*Activité 1*.
D'après le texte sur la Fed, pourquoi cinq hausses de taux en moins d'un an paraîtraient-elles un peu trop agressives ? Répondez en une à trois phrases.
*Activité 2*.
Recopiez le passage du texte sur la Fed qui commence à « Sans compter que » et se termine à « son fusil d’épaule. ». Remplacez-y « banque centrale » par « Réserve fédérale ».

Sans compter que la forte reprise du marché du travail n’est que la moitié de l’histoire. La Fed a en effet un double mandat : non seulement optimiser l’emploi, mais aussi garder l’inflation sous contrôle. Et elle semble pour l’instant échouer dans cette deuxième mission. En décembre, l’inflation a grimpé à 7,1% aux États-Unis, un record depuis quarante ans, bien au-delà des 2% visés par la banque centrale. Les prix élevés de l’énergie, les problèmes persistants d’approvisionnement depuis l’Asie et la forte hausse des salaires semblent indiquer que la pression inflationniste ne diminuera pas toute seule. Il est donc grand temps que la banque centrale abandonne sa politique de crise des dernières années et change son fusil d’épaule.

La question logique est dès lors: à quelle fréquence et avec quelle rapidité le taux doit-il augmenter pour que l’inflation soit sous contrôle aux États-Unis? Dans leurs prévisions les plus récentes, les responsables politiques misait cette année-ci sur trois hausses du taux d’un quart de point de pourcentage, avec d’autres hausses en perspective en 2023 et 2024. Mais sur les marchés financiers, nombreux sont ceux qui trouvent cela insuffisant. On craint qu’une forte inflation persistante ne contraigne la Fed à agir plus agressivement. Le commerce des contrats à terme qui sont associés au taux à court terme montre par exemple que l’on s’attend à quatre, voire cinq hausses de taux cette année-ci.

Cinq hausses de chaque fois 0,25% en moins d’un an, voilà qui représenterait le durcissement le plus rapide des vingt dernières années. Dans les circonstances actuelles, cela semble un tantinet trop agressif. En premier lieu parce que la pression inflationniste devrait en partie retomber au deuxième semestre 2022. Les experts en logistique prévoient que les goulets d’étranglement dans le transport des marchandises vont alors se réduire. L’inflation salariale devrait aussi s’apaiser dans le courant de cette année-ci, à mesure que les Américains retrouvent le chemin du marché du travail.

*Extrait des données*.
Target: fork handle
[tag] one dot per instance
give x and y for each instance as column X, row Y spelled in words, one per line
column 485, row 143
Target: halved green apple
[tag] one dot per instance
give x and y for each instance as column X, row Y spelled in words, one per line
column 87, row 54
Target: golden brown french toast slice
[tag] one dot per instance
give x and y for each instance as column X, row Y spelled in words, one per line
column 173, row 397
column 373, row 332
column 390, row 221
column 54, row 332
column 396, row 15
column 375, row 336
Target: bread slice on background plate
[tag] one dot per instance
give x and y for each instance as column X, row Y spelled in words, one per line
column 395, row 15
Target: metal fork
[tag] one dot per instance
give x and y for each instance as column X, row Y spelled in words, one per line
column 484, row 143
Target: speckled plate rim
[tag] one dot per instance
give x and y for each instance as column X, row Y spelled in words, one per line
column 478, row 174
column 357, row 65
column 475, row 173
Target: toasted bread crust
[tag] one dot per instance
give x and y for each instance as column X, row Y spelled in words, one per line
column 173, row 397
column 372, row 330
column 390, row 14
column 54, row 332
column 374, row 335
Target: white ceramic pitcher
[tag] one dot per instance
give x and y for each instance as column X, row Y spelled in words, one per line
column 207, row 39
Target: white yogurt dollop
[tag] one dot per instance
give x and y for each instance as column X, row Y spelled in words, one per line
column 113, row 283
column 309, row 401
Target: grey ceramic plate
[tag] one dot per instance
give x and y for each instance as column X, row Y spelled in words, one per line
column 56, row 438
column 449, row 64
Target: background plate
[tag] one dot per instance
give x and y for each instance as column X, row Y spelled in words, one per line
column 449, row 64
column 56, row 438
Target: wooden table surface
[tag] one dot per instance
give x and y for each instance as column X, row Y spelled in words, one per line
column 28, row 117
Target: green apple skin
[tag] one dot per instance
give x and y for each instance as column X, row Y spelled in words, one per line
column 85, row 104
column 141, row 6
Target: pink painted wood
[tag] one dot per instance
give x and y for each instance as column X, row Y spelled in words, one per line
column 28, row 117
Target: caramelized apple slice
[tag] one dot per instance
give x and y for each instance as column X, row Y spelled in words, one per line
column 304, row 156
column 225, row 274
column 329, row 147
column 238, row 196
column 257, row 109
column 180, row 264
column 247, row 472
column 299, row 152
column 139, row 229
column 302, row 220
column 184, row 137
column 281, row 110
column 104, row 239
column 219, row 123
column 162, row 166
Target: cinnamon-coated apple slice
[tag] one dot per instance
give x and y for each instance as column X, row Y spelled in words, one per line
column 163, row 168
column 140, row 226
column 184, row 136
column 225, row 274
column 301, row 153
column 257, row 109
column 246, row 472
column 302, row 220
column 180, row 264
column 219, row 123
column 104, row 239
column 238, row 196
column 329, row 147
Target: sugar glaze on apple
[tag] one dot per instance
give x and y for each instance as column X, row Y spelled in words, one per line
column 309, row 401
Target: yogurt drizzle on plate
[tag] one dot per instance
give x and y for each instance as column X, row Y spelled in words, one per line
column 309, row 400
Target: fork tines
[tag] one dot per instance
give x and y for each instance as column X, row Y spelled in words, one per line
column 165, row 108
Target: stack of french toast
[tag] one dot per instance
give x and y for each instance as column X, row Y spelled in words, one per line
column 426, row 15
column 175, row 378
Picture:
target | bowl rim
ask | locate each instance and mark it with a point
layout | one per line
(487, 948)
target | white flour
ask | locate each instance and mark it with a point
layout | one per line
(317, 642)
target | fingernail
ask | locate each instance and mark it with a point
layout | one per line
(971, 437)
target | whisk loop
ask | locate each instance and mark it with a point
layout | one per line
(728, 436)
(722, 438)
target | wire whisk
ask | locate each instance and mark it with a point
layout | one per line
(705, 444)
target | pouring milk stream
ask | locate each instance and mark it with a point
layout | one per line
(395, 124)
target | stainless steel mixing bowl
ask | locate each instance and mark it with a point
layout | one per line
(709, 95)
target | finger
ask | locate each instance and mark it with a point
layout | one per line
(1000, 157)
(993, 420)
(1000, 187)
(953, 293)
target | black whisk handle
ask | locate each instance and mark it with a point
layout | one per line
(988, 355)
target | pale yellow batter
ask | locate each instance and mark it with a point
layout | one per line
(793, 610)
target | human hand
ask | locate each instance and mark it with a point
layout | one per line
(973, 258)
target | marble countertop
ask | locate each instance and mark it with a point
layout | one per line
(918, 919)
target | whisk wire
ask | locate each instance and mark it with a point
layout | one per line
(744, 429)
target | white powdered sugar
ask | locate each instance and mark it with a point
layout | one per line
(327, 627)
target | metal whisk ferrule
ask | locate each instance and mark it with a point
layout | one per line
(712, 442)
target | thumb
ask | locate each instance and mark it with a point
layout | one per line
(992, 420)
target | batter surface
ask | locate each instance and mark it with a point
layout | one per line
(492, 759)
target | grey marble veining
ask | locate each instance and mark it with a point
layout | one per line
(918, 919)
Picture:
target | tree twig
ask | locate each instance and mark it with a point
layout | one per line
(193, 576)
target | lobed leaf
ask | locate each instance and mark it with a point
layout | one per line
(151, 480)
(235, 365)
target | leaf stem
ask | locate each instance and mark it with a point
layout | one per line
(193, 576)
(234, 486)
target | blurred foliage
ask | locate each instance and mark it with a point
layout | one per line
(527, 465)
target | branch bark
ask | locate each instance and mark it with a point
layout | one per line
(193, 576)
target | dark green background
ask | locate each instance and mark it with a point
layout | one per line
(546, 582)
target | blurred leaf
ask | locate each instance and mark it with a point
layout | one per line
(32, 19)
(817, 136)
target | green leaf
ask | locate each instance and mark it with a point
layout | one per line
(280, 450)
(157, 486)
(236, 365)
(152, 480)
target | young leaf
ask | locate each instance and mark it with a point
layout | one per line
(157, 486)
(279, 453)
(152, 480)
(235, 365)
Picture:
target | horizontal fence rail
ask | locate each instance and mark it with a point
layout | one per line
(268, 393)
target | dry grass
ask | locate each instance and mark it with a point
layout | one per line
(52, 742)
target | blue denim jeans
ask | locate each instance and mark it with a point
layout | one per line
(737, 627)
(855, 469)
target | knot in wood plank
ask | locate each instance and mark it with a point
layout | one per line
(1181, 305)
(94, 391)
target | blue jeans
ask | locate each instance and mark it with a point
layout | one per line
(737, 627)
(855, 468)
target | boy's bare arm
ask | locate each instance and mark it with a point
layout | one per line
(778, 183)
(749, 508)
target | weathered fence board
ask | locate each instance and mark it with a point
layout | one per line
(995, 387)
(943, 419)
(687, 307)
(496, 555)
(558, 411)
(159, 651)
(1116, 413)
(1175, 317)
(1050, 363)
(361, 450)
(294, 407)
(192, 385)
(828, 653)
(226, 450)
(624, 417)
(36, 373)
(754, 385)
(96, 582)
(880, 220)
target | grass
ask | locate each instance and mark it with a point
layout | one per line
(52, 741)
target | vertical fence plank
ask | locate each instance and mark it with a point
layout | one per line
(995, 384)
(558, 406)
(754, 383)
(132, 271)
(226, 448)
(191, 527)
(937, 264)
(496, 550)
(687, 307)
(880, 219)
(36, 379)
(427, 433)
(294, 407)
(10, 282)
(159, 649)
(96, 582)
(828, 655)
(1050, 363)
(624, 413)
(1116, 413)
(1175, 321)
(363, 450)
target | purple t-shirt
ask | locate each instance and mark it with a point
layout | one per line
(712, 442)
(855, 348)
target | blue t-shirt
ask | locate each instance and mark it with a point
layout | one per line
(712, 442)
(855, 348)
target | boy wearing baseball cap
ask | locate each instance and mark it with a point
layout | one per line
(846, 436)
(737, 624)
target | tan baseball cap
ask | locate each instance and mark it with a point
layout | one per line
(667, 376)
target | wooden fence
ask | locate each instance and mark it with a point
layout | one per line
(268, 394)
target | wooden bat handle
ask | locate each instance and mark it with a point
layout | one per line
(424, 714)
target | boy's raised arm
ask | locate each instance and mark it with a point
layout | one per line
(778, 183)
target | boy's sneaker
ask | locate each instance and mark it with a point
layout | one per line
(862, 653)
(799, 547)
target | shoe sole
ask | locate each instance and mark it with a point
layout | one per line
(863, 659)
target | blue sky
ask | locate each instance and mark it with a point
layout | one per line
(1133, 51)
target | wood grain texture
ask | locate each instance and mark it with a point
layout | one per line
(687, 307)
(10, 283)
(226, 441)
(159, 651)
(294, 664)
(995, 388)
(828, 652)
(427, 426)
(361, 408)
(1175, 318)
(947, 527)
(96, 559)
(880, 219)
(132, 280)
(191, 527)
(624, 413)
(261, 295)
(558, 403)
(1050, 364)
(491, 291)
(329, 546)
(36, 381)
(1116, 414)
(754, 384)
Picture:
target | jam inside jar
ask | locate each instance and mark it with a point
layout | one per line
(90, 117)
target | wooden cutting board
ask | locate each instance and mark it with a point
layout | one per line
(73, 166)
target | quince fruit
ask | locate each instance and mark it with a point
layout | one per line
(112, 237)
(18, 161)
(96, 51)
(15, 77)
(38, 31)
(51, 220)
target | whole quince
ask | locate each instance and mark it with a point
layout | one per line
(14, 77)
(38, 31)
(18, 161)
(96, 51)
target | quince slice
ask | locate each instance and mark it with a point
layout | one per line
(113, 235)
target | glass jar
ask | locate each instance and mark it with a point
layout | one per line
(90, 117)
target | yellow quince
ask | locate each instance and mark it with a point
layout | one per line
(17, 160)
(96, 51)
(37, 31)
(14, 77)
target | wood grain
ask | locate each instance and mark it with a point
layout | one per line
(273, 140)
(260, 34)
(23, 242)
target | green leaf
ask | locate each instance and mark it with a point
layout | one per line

*Réponse attendue 1*.
La pression inflationniste devrait en partie retomber au deuxième semestre 2022, car les experts en logistique prévoient que les goulets d'étranglement dans le transport des marchandises vont se réduire. L'inflation salariale devrait aussi s'apaiser cette année, à mesure que les Américains retrouvent le chemin du marché du travail.

*Réponse attendue 2*.
Sans compter que la forte reprise du marché du travail n’est que la moitié de l’histoire. La Fed a en effet un double mandat : non seulement optimiser l’emploi, mais aussi garder l’inflation sous contrôle. Et elle semble pour l’instant échouer dans cette deuxième mission. En décembre, l’inflation a grimpé à 7,1% aux États-Unis, un record depuis quarante ans, bien au-delà des 2% visés par la Réserve fédérale. Les prix élevés de l’énergie, les problèmes persistants d’approvisionnement depuis l’Asie et la forte hausse des salaires semblent indiquer que la pression inflationniste ne diminuera pas toute seule. Il est donc grand temps que la Réserve fédérale abandonne sa politique de crise des dernières années et change son fusil d’épaule.